* [TEXT EXTRACT]
----
There's one thing I don't get. Even good, professional-quality artists can apparently draw a good picture in a few hours or so from my understanding. Professional webcartoonists can draw an entire comic page in that time. Plus, in children's books the art is often really simple.
Yet, somehow, it seems like every professional children's book illustrator out there (including authors who illustrate their own work) says illustrating a book takes close to a year. How does that work?
When I've illustrated my books, it's been a fairly quick process. Sure, the art I use is simple, but it fits the story and is fairly decent. Can someone make sense of this for me? It makes me feel like I'm somehow doing something wrong
I'm currently illustrating a children's book. I mean, I'm a full time student, so that takes a lot of time away, but dear Lord....it takes a lot of work. There's a ton of planing, character development, proofing, then the sketching, inking, and painting. You also have to do color planning and stuff. Oh, and lettering. I started the project in the beginning of the summer and I'll be shocked if I finish it by May.
When you draw your own book you don't have to e-mail anyone and ask "is this what you were looking for?", wait for an answer, and then possbily re-do all the parts they didn't like. Half the work of doing something for somebody else is communication and administrative work. The last illustration I did, and it was just ONE illustration, now has an e-mail trail of like... 30 e-mails. The illustration itself only took about 11 hours of drawing, but about 2 weeks passed in realtime from "Hey we want you to do a thing" to "Thanks for the final picture!" Multiply by 32 and you have spent 64 weeks on a picture book. You can probably compress some of that because you don't need to sign 32 contracts for one book, so that easily brings you down to about a year.
----
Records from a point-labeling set
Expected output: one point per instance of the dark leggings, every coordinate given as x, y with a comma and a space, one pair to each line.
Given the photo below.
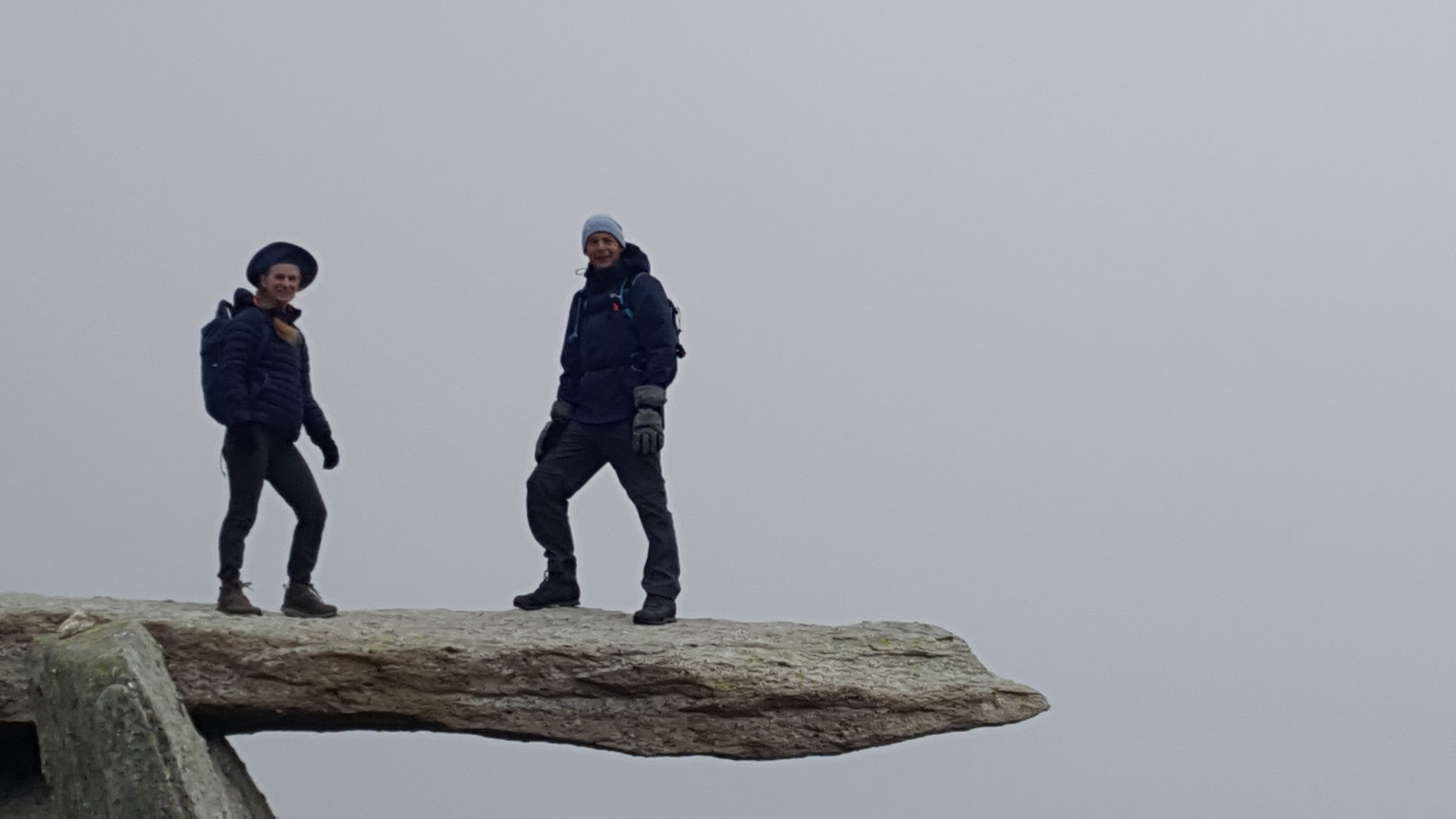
254, 457
583, 451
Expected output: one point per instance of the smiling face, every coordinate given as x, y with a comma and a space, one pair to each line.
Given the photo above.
280, 283
603, 249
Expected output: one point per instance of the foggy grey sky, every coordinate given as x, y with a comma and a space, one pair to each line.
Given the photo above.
1114, 339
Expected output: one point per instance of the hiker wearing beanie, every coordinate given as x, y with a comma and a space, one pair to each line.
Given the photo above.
263, 394
619, 357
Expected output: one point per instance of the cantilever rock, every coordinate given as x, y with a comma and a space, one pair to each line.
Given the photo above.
583, 676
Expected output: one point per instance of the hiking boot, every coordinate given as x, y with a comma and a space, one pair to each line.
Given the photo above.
656, 611
551, 594
302, 599
230, 599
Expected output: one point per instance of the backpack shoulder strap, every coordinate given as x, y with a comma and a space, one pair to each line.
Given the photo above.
580, 300
627, 288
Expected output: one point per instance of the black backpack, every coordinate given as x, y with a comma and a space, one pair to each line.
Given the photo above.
619, 300
213, 334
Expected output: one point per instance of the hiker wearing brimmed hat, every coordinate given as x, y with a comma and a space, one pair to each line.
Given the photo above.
255, 381
618, 360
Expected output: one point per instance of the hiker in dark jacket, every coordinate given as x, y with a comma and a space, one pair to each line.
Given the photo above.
267, 399
619, 357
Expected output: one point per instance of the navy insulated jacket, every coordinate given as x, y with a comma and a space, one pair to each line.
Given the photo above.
613, 346
276, 391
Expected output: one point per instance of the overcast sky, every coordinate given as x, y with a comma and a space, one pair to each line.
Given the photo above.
1113, 337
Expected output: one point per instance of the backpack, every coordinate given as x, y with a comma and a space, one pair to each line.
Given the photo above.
213, 335
619, 302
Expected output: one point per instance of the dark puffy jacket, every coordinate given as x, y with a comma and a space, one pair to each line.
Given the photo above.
274, 391
616, 346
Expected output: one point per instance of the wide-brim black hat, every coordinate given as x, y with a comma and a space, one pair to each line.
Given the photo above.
283, 253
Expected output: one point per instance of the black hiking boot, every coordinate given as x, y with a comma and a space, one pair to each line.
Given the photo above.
230, 599
656, 611
302, 599
551, 594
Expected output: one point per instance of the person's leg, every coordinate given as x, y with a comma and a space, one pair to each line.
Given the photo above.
290, 475
245, 451
549, 490
641, 477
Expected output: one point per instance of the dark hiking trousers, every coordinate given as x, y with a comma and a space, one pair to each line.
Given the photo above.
583, 451
254, 457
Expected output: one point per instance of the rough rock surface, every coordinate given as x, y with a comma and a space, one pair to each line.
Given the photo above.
583, 676
116, 741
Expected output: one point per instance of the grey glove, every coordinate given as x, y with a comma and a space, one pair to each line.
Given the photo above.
647, 424
551, 436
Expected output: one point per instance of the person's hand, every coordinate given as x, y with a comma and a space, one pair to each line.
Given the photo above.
647, 432
551, 435
331, 454
647, 424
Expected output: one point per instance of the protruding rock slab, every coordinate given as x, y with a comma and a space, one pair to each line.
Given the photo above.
583, 676
116, 741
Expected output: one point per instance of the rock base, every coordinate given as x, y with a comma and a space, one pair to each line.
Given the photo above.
116, 740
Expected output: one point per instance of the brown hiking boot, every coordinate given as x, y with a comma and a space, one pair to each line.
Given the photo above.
230, 599
302, 599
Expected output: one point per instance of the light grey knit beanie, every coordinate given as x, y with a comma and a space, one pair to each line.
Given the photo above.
602, 224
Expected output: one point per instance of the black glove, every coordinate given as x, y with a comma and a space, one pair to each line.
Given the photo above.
647, 424
331, 452
551, 436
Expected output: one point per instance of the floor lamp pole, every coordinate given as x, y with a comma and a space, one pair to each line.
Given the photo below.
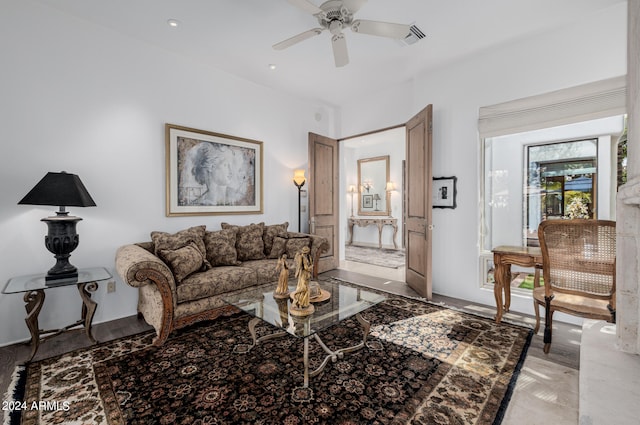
299, 209
299, 180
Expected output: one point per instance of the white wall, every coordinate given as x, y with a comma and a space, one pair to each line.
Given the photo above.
592, 49
83, 99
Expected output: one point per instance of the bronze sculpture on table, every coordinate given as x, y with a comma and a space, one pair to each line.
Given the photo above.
304, 267
282, 290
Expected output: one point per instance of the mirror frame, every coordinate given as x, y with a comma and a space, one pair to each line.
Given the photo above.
387, 207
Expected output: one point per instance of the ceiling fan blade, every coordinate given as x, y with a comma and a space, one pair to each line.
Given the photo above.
353, 5
340, 54
382, 29
297, 39
307, 6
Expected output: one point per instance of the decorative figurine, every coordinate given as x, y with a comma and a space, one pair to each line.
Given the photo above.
282, 291
304, 266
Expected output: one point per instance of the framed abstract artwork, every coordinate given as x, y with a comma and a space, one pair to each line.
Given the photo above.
444, 192
211, 173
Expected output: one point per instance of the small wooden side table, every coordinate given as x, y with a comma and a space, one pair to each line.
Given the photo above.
378, 222
33, 287
503, 257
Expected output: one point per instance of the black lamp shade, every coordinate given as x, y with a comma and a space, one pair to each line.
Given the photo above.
60, 189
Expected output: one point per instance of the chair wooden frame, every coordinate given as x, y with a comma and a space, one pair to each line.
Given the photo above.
579, 271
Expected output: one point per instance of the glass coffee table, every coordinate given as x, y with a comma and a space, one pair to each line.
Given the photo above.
33, 287
344, 302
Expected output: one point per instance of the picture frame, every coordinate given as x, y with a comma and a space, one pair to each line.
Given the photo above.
444, 192
211, 173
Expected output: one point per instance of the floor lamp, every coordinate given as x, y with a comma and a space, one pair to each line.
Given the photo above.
299, 180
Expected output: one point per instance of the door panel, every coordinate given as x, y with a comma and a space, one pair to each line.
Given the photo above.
418, 202
323, 196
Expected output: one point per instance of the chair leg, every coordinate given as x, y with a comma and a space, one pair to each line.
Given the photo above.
548, 323
536, 307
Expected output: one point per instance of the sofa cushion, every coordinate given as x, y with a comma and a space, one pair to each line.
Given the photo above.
221, 247
266, 270
279, 247
294, 245
183, 261
168, 241
216, 281
249, 243
290, 246
270, 232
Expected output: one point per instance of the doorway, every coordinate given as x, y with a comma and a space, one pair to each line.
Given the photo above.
327, 212
372, 210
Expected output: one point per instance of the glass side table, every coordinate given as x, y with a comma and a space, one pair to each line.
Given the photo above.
33, 287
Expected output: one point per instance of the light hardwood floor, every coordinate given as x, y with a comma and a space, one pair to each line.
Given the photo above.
537, 389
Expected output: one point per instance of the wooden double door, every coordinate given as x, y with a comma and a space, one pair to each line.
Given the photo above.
324, 199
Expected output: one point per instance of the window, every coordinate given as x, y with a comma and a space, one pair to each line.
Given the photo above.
555, 173
548, 156
561, 183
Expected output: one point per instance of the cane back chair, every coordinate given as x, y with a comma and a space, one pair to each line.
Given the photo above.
579, 270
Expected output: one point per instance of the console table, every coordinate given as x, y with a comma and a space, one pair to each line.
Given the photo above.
503, 257
379, 222
33, 287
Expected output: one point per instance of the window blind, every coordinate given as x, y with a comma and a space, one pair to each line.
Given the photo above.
599, 99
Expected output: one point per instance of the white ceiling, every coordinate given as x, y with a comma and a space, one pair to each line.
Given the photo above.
236, 36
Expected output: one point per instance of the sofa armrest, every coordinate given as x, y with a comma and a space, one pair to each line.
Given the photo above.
138, 267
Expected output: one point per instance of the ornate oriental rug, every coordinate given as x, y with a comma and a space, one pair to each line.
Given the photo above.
423, 364
390, 258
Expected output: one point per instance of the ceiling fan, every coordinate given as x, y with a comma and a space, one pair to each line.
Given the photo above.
334, 15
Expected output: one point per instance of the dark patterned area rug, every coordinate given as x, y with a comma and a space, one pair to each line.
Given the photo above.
423, 364
383, 257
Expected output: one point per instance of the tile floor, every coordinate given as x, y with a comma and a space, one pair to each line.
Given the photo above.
583, 380
547, 391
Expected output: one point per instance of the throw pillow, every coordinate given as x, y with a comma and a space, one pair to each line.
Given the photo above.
221, 247
271, 232
278, 248
164, 241
249, 243
183, 261
295, 245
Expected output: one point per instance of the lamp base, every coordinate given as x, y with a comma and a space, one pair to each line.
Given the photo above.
61, 240
54, 279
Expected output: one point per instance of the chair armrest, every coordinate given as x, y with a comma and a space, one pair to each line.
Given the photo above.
138, 267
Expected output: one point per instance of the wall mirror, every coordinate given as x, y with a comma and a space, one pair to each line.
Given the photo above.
373, 175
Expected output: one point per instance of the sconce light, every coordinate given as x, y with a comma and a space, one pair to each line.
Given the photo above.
352, 190
62, 190
299, 180
376, 198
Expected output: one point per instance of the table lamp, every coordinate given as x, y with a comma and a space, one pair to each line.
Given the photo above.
60, 189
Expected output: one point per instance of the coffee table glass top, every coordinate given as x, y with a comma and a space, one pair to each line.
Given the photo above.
37, 282
344, 302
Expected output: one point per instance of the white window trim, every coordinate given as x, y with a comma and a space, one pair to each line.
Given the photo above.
567, 106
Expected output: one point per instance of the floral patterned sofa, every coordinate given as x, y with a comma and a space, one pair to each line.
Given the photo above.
181, 277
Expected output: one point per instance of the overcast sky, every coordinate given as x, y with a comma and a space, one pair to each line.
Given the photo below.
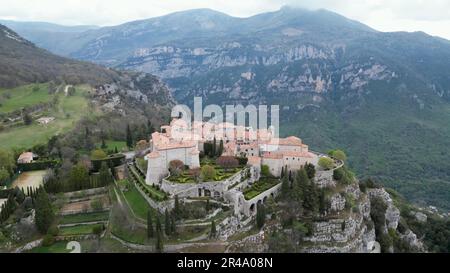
431, 16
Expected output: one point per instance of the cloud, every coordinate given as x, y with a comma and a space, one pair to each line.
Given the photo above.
431, 16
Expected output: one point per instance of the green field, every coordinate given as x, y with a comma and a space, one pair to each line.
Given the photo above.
84, 218
136, 201
23, 96
68, 112
112, 144
58, 247
77, 230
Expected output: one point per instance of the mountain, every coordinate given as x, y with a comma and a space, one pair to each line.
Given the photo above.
47, 35
104, 100
21, 62
383, 97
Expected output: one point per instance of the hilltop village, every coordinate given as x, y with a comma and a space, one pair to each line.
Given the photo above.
187, 146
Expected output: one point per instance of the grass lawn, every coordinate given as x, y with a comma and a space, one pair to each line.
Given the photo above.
29, 179
69, 111
23, 96
136, 201
112, 144
77, 230
58, 247
84, 218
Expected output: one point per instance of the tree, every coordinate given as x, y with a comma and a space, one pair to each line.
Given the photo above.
129, 137
78, 178
310, 170
338, 154
220, 151
150, 231
326, 163
213, 232
285, 187
265, 171
4, 176
167, 222
159, 244
208, 172
104, 177
98, 154
44, 212
173, 225
7, 162
260, 215
227, 162
27, 119
177, 207
176, 167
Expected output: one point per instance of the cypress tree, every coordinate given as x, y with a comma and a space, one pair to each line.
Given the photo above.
150, 231
213, 232
167, 222
285, 187
260, 216
44, 211
129, 137
220, 151
159, 245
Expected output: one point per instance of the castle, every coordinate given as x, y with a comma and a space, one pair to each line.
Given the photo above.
184, 142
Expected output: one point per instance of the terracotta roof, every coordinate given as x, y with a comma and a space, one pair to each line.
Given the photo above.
254, 160
153, 154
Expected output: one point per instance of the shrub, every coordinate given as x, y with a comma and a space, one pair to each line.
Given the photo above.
53, 230
98, 154
176, 167
208, 172
338, 154
98, 229
48, 240
227, 162
326, 163
265, 171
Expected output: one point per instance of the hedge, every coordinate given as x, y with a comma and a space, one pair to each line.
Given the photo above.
111, 161
35, 166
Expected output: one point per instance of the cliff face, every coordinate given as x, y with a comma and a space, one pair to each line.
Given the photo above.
357, 219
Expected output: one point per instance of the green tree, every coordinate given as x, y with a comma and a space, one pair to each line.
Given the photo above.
159, 244
208, 173
104, 176
213, 232
98, 154
338, 154
285, 187
310, 170
260, 216
7, 162
220, 151
78, 178
27, 119
150, 231
167, 222
44, 212
129, 137
326, 163
265, 171
4, 177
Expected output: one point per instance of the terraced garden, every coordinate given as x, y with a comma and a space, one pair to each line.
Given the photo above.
264, 184
138, 178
----
* [REQUIRED TASKS]
(1) According to the discussion of children's book illustration, why can illustrating a picture book for someone else take about a year even when each picture takes only hours to draw?
(2) List every task that the discussion of children's book illustration names as part of the work of illustrating a children's book.
(3) Write the next reply in the discussion of how long children's book illustration takes.

* [THE ANSWERS]
(1) Half the work of illustrating for someone else is communication and administration: checking with the client, waiting for replies and redoing parts they didn't like. One illustration took about 11 hours to draw but two weeks from request to final approval, so 32 illustrations would come to 64 weeks. That can shrink to about a year because a single book doesn't need 32 contracts.

(2) Planning, character development, proofing, sketching, inking, painting, color planning, lettering

(3)
Fair enough, though I've heard the same thing from people who do write and illustrate their own books. Though I'm not sure I've ever heard it from someone who self-publishes, so that may have something to do with it.
The publishing process for a book takes about a year regardless of how much actual work the artist is doing on that one project. Very few people spend 8 hours a day every day on writing and drawing the same thing. There are some artists who work very quickly, though, and some that work very slowly.
The other thing is that most of us are terrible procrastinators.
Can't argue with that last one. My first book took only a week to get written, illustrated and published. My second book took all summer and then some purely because of all the time I spent procrastinating on it
Well, I would hardly think that Jumanji or Where the Wild Things Are are made up of illustrations that took only a couple hours a piece. I suppose it depends on how much time the artist devotes to his craft.
Yet, somehow, it seems like every professional children's book illustrator out there (including authors who illustrate their own work) says illustrating a book takes close to a year. How does that work?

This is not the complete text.